What lines of the data below hold the string "grass"? Copy each one.
***** Provided information
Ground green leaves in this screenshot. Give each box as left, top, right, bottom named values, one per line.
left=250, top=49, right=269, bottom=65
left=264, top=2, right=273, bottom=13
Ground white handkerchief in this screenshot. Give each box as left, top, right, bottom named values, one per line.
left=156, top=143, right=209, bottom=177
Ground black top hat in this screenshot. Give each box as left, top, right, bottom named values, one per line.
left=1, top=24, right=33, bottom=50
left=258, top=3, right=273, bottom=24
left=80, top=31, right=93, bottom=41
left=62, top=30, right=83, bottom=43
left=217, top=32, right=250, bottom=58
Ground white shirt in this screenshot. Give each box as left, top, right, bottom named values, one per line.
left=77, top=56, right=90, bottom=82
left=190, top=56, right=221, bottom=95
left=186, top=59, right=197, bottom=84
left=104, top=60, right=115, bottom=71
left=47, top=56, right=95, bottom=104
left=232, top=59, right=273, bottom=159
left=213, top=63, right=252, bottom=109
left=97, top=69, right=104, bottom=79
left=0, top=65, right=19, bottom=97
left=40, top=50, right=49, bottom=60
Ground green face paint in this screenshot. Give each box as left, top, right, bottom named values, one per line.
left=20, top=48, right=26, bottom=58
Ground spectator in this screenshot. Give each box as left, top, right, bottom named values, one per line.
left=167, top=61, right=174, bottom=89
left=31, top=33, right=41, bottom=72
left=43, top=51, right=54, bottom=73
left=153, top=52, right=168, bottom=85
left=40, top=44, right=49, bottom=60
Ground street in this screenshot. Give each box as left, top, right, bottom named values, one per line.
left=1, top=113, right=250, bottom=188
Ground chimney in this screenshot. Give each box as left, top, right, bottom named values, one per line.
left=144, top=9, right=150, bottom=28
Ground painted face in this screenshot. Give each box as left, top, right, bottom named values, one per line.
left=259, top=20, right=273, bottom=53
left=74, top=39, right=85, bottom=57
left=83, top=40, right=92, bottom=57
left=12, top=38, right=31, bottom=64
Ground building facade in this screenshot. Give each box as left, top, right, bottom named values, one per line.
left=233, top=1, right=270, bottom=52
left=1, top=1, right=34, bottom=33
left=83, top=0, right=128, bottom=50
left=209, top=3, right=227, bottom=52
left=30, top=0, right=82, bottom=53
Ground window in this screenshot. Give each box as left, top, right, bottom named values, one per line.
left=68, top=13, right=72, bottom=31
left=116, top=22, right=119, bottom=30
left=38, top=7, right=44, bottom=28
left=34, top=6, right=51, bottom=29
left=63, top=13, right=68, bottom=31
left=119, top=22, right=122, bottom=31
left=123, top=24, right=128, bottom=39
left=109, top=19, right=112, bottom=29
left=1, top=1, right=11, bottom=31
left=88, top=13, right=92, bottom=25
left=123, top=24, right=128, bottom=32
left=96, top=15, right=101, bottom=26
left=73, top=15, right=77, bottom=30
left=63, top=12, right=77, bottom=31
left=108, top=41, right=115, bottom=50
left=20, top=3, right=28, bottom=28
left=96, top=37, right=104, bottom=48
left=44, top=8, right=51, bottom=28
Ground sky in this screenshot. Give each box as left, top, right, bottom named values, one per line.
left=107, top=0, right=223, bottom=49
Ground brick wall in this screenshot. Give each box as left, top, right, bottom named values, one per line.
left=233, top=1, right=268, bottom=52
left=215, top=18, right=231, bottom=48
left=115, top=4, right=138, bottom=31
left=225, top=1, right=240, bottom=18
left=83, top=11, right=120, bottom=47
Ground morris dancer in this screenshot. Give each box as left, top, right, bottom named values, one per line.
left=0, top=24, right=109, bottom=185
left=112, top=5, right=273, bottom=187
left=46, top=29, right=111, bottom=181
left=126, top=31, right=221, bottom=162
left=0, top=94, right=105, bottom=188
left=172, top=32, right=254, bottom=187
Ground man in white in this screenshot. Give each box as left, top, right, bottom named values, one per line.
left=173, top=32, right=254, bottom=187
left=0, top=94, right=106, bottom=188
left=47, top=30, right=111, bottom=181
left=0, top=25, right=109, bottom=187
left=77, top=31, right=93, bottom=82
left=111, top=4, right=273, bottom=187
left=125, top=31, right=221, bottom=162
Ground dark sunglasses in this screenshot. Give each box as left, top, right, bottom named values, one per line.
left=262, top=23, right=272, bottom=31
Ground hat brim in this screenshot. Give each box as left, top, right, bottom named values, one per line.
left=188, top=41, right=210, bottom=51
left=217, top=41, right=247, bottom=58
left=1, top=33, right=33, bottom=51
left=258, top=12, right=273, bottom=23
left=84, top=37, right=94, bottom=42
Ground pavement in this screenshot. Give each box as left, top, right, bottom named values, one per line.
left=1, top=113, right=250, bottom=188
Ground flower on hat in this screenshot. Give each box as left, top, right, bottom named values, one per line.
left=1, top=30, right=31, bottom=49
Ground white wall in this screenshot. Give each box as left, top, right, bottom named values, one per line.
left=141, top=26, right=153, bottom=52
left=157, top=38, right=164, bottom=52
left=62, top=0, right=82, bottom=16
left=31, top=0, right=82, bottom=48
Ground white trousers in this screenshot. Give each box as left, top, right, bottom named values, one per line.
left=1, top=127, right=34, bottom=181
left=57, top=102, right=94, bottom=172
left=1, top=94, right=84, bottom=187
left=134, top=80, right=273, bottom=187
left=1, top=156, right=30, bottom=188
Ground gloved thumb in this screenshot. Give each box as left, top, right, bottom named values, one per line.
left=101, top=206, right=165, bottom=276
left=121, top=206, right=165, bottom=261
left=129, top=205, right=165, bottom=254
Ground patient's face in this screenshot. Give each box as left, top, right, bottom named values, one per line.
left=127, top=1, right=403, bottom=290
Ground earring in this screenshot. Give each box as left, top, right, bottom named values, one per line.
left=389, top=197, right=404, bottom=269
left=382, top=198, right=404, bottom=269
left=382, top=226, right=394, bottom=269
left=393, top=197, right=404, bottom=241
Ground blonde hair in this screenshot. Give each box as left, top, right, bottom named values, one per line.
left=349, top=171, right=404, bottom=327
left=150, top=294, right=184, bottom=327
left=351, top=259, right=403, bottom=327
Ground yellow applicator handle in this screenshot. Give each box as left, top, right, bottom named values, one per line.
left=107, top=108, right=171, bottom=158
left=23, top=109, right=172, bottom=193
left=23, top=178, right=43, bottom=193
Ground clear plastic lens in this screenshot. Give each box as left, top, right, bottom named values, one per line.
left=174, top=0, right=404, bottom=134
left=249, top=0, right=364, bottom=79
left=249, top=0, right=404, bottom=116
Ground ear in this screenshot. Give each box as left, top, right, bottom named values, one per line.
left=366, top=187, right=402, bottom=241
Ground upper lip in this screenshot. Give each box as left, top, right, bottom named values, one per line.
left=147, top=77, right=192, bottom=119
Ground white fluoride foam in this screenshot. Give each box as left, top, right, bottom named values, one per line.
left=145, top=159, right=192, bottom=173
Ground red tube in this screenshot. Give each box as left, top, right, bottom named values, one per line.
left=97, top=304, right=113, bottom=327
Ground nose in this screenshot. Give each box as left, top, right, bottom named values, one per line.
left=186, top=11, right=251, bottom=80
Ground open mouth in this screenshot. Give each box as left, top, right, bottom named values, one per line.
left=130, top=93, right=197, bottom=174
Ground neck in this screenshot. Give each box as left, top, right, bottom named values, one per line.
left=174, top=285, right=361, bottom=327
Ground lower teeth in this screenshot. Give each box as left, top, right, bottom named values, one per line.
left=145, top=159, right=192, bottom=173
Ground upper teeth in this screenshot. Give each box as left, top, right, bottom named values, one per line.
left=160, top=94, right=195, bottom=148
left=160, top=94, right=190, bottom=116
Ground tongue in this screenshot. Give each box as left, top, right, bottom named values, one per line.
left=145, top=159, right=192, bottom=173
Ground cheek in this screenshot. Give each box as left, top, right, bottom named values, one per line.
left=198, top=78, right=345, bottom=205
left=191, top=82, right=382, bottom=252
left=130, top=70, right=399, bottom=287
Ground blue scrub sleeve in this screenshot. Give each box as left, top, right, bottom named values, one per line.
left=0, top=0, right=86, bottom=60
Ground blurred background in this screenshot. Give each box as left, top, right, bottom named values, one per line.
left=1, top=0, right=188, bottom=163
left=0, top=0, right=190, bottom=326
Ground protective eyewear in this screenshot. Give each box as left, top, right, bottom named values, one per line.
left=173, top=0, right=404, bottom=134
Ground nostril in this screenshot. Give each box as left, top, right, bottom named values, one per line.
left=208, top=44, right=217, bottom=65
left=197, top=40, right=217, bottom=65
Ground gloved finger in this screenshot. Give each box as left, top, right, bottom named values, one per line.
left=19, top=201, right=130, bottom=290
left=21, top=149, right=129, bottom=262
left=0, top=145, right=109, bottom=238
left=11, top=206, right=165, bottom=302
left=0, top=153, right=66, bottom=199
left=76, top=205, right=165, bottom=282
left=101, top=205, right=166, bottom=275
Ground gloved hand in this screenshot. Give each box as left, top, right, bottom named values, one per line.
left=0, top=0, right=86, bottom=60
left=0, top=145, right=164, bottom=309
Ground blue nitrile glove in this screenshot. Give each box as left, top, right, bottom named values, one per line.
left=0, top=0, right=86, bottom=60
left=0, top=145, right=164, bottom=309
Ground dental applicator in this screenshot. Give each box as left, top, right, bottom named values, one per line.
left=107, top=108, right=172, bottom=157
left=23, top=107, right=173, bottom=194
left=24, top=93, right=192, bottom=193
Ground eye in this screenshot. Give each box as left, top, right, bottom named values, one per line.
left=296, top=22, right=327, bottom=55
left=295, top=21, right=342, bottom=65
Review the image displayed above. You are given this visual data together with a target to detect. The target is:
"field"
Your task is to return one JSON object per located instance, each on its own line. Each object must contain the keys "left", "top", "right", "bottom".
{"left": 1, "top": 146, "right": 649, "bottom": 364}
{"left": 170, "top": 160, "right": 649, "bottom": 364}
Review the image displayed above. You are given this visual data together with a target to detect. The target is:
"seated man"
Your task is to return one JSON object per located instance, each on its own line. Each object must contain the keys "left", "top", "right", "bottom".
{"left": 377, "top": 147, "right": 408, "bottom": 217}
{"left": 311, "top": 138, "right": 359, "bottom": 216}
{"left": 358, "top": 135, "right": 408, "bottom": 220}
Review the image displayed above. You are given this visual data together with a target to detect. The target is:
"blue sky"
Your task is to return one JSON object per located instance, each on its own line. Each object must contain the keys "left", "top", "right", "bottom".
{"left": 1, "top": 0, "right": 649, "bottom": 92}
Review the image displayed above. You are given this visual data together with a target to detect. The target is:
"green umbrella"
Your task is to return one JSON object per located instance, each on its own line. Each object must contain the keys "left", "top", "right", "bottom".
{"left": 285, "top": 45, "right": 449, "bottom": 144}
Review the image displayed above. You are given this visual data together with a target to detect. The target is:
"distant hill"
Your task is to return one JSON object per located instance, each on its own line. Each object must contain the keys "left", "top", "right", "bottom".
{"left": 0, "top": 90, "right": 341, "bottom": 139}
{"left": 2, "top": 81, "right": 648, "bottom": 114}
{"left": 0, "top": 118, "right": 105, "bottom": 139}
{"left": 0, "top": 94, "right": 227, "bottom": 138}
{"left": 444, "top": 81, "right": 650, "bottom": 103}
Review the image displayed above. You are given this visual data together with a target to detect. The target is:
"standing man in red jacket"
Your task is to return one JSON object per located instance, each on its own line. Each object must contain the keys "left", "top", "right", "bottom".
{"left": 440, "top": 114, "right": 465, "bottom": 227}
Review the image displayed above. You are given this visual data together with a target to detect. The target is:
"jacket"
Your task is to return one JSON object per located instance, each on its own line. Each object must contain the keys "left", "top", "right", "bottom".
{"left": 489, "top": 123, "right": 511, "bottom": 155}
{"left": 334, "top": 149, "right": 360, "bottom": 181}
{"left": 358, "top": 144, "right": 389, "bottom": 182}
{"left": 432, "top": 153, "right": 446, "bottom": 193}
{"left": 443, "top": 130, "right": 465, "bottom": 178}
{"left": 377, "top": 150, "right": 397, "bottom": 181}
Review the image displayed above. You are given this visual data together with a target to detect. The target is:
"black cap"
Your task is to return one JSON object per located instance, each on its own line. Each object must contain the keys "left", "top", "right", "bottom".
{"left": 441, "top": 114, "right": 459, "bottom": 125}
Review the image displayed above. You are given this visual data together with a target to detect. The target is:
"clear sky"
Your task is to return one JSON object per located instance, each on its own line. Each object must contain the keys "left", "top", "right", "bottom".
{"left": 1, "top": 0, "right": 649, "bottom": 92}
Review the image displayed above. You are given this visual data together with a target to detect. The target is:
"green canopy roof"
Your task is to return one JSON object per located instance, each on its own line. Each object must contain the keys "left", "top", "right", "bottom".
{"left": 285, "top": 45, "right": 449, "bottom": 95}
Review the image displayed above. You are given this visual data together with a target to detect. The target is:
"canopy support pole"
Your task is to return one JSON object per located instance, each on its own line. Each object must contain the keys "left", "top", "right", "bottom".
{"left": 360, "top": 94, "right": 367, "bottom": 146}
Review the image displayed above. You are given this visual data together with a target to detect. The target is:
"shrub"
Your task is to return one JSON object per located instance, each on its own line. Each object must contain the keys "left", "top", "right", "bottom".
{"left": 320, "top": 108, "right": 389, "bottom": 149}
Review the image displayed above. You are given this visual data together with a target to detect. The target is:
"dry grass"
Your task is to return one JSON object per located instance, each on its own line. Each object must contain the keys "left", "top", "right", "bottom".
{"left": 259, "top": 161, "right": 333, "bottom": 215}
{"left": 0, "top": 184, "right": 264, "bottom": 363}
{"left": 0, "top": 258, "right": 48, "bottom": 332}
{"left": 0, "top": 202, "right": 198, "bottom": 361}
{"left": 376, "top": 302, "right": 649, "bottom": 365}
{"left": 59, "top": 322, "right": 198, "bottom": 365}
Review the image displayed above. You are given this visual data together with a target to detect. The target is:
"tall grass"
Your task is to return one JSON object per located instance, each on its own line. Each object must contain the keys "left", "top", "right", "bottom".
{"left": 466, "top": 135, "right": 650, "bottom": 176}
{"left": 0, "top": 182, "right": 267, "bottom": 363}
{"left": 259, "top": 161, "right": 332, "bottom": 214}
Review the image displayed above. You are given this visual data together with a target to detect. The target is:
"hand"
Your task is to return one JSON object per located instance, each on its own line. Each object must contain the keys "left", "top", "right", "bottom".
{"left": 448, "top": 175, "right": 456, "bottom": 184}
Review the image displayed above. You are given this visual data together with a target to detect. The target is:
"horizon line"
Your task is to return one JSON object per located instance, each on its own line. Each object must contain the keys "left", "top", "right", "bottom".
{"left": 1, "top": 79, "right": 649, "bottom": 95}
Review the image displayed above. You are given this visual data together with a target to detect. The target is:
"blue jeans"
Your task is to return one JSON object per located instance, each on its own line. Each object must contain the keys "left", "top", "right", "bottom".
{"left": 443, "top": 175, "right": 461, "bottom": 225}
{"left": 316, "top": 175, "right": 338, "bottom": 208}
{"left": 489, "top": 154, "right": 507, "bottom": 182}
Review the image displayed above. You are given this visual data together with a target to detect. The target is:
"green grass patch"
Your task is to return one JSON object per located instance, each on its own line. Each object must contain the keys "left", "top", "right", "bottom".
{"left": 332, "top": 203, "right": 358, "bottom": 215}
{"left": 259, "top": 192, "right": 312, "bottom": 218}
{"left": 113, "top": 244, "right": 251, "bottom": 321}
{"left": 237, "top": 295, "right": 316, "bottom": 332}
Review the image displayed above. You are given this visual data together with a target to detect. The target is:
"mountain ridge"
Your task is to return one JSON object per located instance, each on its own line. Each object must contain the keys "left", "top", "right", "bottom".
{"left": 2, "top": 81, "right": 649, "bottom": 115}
**********
Solution:
"dry grass"
"tall grass"
"green grass patch"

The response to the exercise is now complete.